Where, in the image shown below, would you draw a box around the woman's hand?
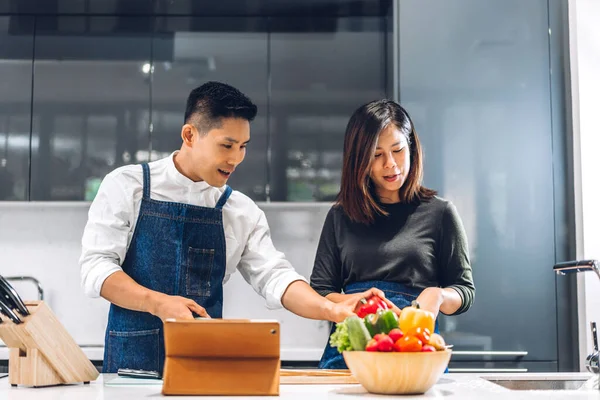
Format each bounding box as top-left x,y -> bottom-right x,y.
327,288 -> 400,320
417,287 -> 444,318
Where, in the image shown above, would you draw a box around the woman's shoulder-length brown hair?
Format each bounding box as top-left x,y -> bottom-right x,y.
336,99 -> 437,224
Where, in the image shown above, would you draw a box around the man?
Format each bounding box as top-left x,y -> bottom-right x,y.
80,82 -> 381,372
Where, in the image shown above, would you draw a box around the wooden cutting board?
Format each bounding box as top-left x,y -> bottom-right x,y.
279,369 -> 358,385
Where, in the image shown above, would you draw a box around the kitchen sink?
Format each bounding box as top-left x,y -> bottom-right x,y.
488,379 -> 586,390
484,376 -> 598,390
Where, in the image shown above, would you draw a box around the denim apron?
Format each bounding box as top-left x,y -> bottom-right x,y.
102,164 -> 232,374
319,281 -> 439,369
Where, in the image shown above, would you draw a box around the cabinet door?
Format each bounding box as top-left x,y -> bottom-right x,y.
399,0 -> 566,361
31,16 -> 152,200
0,16 -> 34,201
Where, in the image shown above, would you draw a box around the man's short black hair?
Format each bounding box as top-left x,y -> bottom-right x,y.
184,82 -> 257,134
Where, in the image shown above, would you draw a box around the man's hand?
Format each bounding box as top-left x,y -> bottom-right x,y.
150,293 -> 210,321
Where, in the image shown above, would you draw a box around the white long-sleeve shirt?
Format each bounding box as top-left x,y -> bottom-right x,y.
79,152 -> 306,309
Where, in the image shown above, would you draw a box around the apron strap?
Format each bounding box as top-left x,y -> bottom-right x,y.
215,186 -> 233,210
142,163 -> 150,200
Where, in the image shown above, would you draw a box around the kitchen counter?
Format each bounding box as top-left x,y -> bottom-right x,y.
0,373 -> 600,400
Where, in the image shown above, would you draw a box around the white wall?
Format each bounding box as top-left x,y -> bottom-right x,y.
569,0 -> 600,370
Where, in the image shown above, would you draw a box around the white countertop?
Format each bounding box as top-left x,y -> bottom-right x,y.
0,373 -> 600,400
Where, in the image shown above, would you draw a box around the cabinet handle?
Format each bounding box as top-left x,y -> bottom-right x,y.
448,368 -> 527,372
452,350 -> 529,357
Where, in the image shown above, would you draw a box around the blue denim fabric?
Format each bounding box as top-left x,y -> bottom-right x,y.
103,164 -> 232,374
319,281 -> 439,369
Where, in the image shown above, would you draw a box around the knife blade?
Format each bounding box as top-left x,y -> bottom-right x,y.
0,299 -> 23,324
0,275 -> 29,316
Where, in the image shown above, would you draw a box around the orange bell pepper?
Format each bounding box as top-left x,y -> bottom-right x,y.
406,326 -> 431,344
394,336 -> 423,352
398,301 -> 435,333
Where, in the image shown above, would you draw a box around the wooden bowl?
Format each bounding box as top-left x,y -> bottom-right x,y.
343,350 -> 452,394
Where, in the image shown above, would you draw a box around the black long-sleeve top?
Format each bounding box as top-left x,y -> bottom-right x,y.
310,197 -> 475,315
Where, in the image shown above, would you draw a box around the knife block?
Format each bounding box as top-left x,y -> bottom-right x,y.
0,301 -> 99,387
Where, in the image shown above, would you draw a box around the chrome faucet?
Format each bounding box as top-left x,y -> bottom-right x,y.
553,260 -> 600,389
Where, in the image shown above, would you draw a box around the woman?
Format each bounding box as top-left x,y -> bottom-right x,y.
310,100 -> 475,369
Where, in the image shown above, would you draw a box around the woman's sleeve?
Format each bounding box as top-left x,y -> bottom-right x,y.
310,208 -> 342,296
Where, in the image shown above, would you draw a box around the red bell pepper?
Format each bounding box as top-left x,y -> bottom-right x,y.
365,339 -> 378,351
388,328 -> 404,343
377,335 -> 394,352
356,296 -> 388,318
421,344 -> 435,353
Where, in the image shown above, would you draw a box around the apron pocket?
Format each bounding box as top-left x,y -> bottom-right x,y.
103,329 -> 160,373
185,247 -> 215,297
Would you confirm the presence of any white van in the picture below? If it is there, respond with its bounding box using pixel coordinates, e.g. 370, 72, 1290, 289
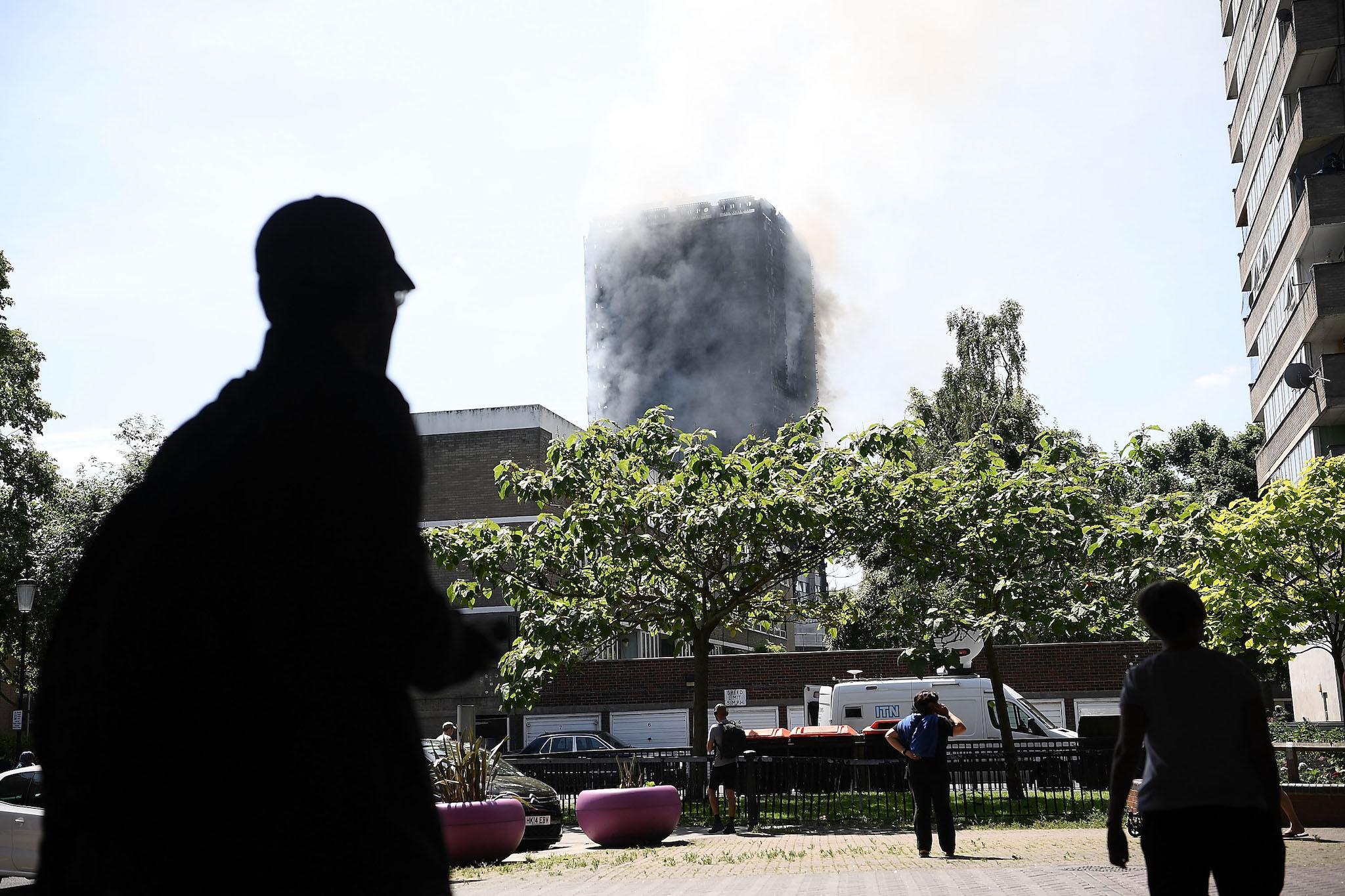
803, 675, 1077, 740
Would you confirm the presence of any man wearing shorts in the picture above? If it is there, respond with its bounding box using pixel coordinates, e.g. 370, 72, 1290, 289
705, 702, 738, 834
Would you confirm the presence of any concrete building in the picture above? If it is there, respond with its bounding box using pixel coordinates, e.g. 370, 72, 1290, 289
512, 641, 1159, 747
585, 196, 818, 444
412, 404, 791, 739
1220, 0, 1345, 485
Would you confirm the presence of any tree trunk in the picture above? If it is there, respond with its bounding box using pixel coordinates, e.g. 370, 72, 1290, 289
983, 637, 1025, 800
692, 631, 710, 756
1332, 650, 1345, 721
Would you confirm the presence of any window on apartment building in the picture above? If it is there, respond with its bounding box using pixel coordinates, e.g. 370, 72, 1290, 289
1263, 343, 1310, 442
1269, 430, 1317, 482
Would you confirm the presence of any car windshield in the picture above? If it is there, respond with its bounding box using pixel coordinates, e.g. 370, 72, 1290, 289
1017, 697, 1060, 728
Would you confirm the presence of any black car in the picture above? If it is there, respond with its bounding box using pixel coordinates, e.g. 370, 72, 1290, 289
516, 731, 635, 756
514, 731, 686, 794
421, 739, 562, 851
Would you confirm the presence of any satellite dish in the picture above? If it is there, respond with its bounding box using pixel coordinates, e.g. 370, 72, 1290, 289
1285, 362, 1315, 388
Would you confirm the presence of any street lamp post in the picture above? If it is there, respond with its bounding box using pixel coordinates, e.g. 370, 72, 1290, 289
15, 579, 37, 755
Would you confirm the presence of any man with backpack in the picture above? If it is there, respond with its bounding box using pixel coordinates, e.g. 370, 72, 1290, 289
705, 702, 747, 834
888, 691, 967, 859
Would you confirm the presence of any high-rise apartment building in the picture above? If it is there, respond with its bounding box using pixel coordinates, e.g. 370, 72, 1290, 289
1220, 0, 1345, 485
585, 196, 818, 444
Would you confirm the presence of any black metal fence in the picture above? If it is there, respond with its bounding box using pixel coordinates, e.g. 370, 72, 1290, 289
511, 740, 1113, 828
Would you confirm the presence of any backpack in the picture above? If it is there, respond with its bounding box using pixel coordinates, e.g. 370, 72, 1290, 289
720, 721, 748, 759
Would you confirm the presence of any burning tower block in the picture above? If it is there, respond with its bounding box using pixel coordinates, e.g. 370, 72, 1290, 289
585, 196, 818, 446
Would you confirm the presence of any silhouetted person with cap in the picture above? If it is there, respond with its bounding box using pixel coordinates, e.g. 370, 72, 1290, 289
37, 196, 498, 893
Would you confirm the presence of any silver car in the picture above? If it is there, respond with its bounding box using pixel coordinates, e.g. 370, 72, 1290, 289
0, 765, 41, 877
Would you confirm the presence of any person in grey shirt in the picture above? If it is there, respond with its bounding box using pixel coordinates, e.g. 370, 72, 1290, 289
705, 702, 738, 834
1107, 579, 1285, 896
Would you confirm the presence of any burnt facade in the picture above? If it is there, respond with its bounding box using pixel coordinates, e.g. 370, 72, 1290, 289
585, 196, 818, 444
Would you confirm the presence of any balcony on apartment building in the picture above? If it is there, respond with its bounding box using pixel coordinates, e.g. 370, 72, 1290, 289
1256, 352, 1345, 482
1251, 255, 1345, 411
1224, 0, 1345, 164
1237, 168, 1345, 305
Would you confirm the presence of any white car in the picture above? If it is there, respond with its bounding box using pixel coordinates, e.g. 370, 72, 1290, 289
0, 765, 41, 877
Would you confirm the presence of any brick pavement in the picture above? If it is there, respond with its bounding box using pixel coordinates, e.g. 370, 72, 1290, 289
454, 829, 1345, 896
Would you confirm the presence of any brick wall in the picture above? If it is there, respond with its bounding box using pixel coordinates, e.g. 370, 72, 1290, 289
535, 641, 1158, 712
420, 429, 552, 520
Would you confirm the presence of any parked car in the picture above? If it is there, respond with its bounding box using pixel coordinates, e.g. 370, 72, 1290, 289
512, 731, 686, 794
516, 731, 635, 756
0, 765, 43, 877
421, 739, 562, 851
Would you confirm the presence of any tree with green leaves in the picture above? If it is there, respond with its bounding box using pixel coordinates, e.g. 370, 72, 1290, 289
906, 298, 1041, 466
1180, 458, 1345, 698
875, 430, 1134, 800
0, 253, 60, 731
7, 415, 163, 719
426, 408, 914, 754
1136, 421, 1264, 507
831, 299, 1042, 652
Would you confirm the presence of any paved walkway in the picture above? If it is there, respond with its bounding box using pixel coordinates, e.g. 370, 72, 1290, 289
454, 829, 1345, 896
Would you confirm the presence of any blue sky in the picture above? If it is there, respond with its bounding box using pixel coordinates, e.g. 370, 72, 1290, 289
0, 0, 1248, 471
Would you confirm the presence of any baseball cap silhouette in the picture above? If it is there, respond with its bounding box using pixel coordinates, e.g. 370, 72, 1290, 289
257, 196, 416, 322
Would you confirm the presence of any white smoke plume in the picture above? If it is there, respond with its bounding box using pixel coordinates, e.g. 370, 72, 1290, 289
585, 1, 1077, 431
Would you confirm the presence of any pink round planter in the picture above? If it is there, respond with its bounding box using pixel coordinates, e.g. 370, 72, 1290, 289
435, 800, 527, 865
574, 784, 682, 846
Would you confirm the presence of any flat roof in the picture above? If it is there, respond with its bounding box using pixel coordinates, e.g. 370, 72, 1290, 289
412, 404, 580, 437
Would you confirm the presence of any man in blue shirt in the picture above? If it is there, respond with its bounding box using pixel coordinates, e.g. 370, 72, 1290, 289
888, 691, 967, 859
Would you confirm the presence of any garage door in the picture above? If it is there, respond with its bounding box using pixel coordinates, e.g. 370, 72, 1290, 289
1030, 700, 1065, 728
523, 712, 603, 746
612, 710, 692, 747
710, 706, 780, 728
1074, 697, 1120, 719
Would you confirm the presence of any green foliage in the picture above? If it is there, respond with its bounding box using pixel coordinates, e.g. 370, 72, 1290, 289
906, 299, 1041, 467
1269, 714, 1345, 784
0, 253, 60, 709
1182, 458, 1345, 677
855, 427, 1134, 798
0, 416, 163, 691
429, 738, 504, 803
888, 431, 1145, 642
426, 408, 915, 746
1136, 421, 1264, 507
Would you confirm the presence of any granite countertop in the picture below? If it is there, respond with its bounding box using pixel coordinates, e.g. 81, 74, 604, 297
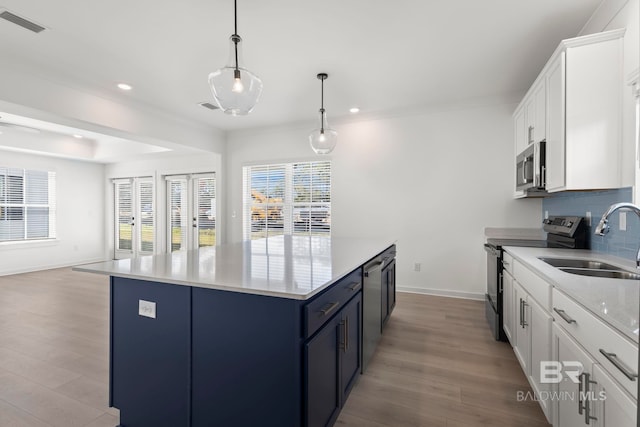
73, 236, 394, 300
505, 246, 640, 342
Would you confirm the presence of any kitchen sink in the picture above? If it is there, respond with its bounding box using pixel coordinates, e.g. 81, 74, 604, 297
560, 267, 640, 280
540, 258, 624, 271
540, 257, 640, 280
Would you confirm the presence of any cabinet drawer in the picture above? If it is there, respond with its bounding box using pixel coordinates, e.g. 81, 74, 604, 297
502, 252, 513, 277
512, 260, 552, 312
304, 269, 362, 338
553, 288, 638, 398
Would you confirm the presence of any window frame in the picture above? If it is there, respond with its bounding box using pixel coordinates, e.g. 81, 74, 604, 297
242, 159, 332, 241
0, 166, 57, 245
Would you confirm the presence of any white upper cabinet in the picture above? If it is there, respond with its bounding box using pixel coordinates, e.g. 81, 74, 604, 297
547, 30, 624, 191
514, 29, 625, 196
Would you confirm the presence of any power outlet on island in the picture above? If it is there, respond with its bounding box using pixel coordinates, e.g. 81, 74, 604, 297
138, 299, 156, 319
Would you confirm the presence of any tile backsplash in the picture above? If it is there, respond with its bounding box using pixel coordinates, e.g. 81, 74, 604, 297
542, 187, 640, 260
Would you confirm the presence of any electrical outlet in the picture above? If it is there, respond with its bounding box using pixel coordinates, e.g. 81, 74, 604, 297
138, 299, 156, 319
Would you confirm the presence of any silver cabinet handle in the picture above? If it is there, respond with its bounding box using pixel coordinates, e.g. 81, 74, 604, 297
578, 372, 598, 425
344, 316, 349, 353
520, 298, 522, 326
600, 349, 638, 381
553, 307, 577, 324
364, 261, 384, 277
320, 301, 340, 316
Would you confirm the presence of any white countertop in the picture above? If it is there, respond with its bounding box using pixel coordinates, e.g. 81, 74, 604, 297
484, 227, 547, 240
74, 236, 394, 300
504, 246, 640, 342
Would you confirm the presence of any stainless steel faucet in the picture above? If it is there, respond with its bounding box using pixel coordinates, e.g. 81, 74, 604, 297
596, 203, 640, 269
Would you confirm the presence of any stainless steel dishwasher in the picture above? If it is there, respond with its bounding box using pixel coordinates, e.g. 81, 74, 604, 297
362, 257, 383, 373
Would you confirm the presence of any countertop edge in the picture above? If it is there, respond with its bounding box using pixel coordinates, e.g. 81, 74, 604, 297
505, 246, 639, 345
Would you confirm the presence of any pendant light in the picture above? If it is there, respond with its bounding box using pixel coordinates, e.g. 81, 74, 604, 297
309, 73, 338, 154
209, 0, 262, 116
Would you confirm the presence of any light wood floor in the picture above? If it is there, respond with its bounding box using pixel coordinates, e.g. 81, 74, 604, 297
0, 269, 548, 427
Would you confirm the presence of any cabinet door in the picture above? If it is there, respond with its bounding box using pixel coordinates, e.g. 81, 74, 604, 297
502, 270, 516, 345
590, 365, 637, 427
550, 323, 594, 427
513, 106, 528, 155
110, 277, 191, 426
524, 93, 536, 145
513, 281, 531, 376
380, 265, 389, 330
527, 296, 553, 420
387, 260, 396, 316
340, 294, 362, 403
533, 79, 547, 142
546, 52, 566, 191
305, 315, 343, 427
381, 260, 396, 326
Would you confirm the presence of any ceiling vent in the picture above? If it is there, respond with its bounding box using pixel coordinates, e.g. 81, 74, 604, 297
198, 102, 220, 110
0, 10, 46, 33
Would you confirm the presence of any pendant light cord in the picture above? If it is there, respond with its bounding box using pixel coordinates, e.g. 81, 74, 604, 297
233, 0, 240, 71
320, 77, 324, 134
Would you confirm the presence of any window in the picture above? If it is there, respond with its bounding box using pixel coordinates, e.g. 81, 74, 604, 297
165, 173, 216, 252
243, 161, 331, 240
0, 167, 56, 242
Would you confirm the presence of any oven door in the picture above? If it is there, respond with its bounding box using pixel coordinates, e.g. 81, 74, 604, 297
484, 243, 502, 312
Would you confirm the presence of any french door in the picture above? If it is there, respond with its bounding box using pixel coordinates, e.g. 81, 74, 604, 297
113, 177, 156, 259
165, 173, 216, 252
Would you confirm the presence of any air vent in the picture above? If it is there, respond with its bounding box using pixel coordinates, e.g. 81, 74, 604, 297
198, 102, 220, 110
0, 10, 46, 33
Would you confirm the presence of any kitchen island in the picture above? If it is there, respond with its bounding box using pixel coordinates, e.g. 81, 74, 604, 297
75, 236, 395, 427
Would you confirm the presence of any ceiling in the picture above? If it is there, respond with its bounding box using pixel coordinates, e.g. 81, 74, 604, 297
0, 0, 600, 160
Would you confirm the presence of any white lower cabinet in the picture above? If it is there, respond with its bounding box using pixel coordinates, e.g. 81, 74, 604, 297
549, 324, 637, 427
504, 263, 553, 422
528, 298, 553, 422
592, 365, 637, 427
502, 270, 516, 342
547, 324, 594, 427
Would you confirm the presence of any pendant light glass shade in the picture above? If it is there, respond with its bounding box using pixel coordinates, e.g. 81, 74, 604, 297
309, 108, 338, 154
309, 73, 338, 154
209, 2, 262, 116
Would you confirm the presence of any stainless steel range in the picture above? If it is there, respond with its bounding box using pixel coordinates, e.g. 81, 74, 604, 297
484, 216, 589, 341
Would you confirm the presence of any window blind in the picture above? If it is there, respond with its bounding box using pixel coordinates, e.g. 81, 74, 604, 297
0, 167, 56, 241
243, 161, 331, 240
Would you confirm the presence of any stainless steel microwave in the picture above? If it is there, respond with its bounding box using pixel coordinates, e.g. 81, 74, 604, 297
516, 141, 546, 191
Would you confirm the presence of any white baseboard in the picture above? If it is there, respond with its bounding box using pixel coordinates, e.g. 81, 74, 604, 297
396, 286, 484, 301
0, 258, 107, 276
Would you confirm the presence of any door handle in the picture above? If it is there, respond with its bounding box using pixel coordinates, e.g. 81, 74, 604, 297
600, 349, 638, 381
553, 307, 576, 324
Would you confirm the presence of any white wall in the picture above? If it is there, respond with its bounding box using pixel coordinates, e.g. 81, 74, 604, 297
225, 100, 542, 298
580, 0, 640, 189
0, 151, 106, 275
102, 152, 225, 258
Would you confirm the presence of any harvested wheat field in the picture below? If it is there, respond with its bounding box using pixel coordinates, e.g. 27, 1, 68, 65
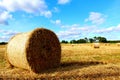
0, 44, 120, 80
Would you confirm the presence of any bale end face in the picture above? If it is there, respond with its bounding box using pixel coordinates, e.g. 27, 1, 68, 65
7, 28, 61, 73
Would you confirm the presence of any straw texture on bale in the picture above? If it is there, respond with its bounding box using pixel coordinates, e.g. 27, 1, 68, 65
6, 28, 61, 73
94, 43, 100, 48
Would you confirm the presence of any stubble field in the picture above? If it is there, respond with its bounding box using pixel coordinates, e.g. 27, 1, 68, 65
0, 43, 120, 80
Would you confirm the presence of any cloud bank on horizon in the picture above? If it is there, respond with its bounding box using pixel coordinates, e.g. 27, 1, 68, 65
0, 0, 120, 41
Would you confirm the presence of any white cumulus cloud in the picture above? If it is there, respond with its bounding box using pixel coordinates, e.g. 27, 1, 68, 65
85, 12, 105, 24
58, 0, 71, 4
0, 0, 52, 24
50, 19, 62, 26
0, 11, 12, 25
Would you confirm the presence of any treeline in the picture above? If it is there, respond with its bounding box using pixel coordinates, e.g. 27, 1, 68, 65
61, 36, 120, 43
0, 42, 7, 45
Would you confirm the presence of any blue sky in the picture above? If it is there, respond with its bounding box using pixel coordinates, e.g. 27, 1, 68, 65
0, 0, 120, 41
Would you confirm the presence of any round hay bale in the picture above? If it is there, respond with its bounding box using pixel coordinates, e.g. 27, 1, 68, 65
117, 43, 120, 46
6, 28, 61, 73
94, 43, 100, 48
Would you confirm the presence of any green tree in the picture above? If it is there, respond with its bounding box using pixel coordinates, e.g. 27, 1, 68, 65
89, 38, 94, 43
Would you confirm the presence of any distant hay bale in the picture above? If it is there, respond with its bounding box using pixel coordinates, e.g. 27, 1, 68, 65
117, 43, 120, 46
94, 43, 100, 48
6, 28, 61, 73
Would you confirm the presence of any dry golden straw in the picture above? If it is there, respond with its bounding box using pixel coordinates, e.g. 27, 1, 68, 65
6, 28, 61, 73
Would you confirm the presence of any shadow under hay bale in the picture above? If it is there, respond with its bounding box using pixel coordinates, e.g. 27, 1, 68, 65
94, 43, 100, 48
6, 28, 61, 73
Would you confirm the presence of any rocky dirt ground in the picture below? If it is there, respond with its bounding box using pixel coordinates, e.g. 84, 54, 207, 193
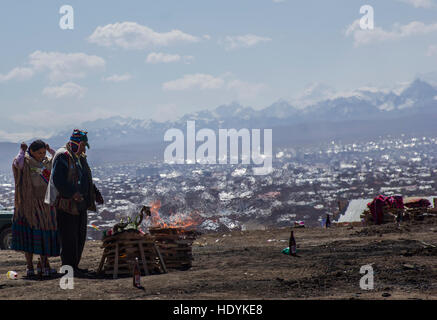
0, 218, 437, 300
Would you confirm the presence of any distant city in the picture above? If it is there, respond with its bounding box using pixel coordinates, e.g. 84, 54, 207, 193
0, 137, 437, 239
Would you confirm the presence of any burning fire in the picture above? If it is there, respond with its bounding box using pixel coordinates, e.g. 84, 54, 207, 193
146, 200, 203, 229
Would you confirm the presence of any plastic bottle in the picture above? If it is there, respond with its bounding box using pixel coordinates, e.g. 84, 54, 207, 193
133, 258, 141, 288
289, 230, 296, 256
36, 258, 42, 278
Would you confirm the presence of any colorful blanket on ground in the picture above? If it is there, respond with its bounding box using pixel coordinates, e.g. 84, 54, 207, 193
367, 194, 404, 224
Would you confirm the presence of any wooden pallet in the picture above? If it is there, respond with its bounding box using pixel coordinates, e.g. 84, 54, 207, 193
149, 228, 200, 270
97, 230, 167, 279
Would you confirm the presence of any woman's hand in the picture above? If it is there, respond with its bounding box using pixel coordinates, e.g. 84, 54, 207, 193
73, 192, 83, 202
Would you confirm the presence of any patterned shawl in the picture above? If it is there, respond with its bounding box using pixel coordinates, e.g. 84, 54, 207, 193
12, 153, 53, 230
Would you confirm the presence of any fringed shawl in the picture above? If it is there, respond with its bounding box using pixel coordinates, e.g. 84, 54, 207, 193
12, 153, 56, 230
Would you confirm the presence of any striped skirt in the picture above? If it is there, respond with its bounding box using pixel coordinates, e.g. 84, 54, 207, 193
12, 205, 60, 257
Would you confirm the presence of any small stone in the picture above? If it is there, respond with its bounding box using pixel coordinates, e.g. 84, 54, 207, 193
402, 264, 416, 270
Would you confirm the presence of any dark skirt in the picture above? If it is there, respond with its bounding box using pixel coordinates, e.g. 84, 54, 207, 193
11, 210, 60, 257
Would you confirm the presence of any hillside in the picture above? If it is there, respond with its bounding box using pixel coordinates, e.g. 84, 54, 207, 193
0, 218, 437, 300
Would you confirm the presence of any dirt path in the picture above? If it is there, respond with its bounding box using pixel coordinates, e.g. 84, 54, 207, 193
0, 219, 437, 299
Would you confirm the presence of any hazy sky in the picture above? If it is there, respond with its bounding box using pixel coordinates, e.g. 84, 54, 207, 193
0, 0, 437, 141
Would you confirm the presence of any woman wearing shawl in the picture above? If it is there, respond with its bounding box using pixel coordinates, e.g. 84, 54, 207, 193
12, 140, 60, 277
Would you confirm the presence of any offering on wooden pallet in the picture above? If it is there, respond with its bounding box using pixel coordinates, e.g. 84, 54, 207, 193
98, 229, 167, 279
149, 228, 200, 270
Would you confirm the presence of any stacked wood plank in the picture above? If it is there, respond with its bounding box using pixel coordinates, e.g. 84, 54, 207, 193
149, 228, 200, 270
98, 230, 167, 279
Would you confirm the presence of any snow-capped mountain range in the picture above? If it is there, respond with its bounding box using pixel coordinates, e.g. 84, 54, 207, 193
42, 79, 437, 147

#### [Short task]
Write out the lines starting with the line that contains "Would you confirm the presence of any white countertop" and going on through the line that contains "320, 77, 324, 134", both of those lines included. Copy them word for word, with nothing added.

#### [Response]
Would you confirm the presence of any white countertop in the picture above? If it is there, respond with its bounding box using pixel coordinates, e.g. 81, 74, 604, 297
484, 227, 547, 240
74, 236, 394, 300
504, 246, 640, 342
Would you confirm the presence of any stainless steel faucet in the picture above? If it is there, respond with its bounding box using pixel coordinates, e.g. 81, 74, 604, 297
596, 203, 640, 269
Would you confirm the presence of any stainless steel dishwasher in the picture above? If it is there, respond with its bounding box using pixel coordinates, e.g. 81, 74, 604, 297
362, 257, 383, 373
Would you confirm the presence of any countertop edge in the picture above? If it is there, respond with its bounding box using pixel coordinates, e.g. 81, 74, 604, 297
505, 246, 639, 345
Would you confirm the presence of any pendant light in the picture above? If it is there, respond with its bounding box using pixel coordinates, e.g. 81, 74, 604, 297
309, 73, 338, 154
209, 0, 262, 116
Would you confirm the presence of any light wood floor in the picture above? If it is there, respond with its bounding box using pixel coordinates, e.g. 81, 74, 604, 297
0, 269, 548, 427
Would you confirm the presence of any cabinet door in the picture above? If it is there, respond with its bounding box using pixel coordinates, e.g. 81, 74, 604, 297
502, 270, 516, 345
590, 365, 637, 427
550, 323, 594, 427
513, 106, 528, 155
110, 277, 191, 426
524, 93, 536, 145
513, 281, 531, 376
380, 265, 389, 330
527, 296, 553, 420
387, 260, 396, 316
340, 294, 362, 403
533, 79, 547, 142
546, 52, 566, 191
305, 315, 343, 427
381, 260, 396, 326
Would you confirm the presence of any ceiling vent in the picture above? If it is there, respond with its bounding box using pixel coordinates, e.g. 81, 74, 604, 297
198, 102, 220, 110
0, 10, 46, 33
Would you confirm the presence of any pendant light cord in the picture above? If it is there, respond with its bounding box using pixel coordinates, e.g. 81, 74, 604, 297
233, 0, 240, 71
320, 77, 324, 134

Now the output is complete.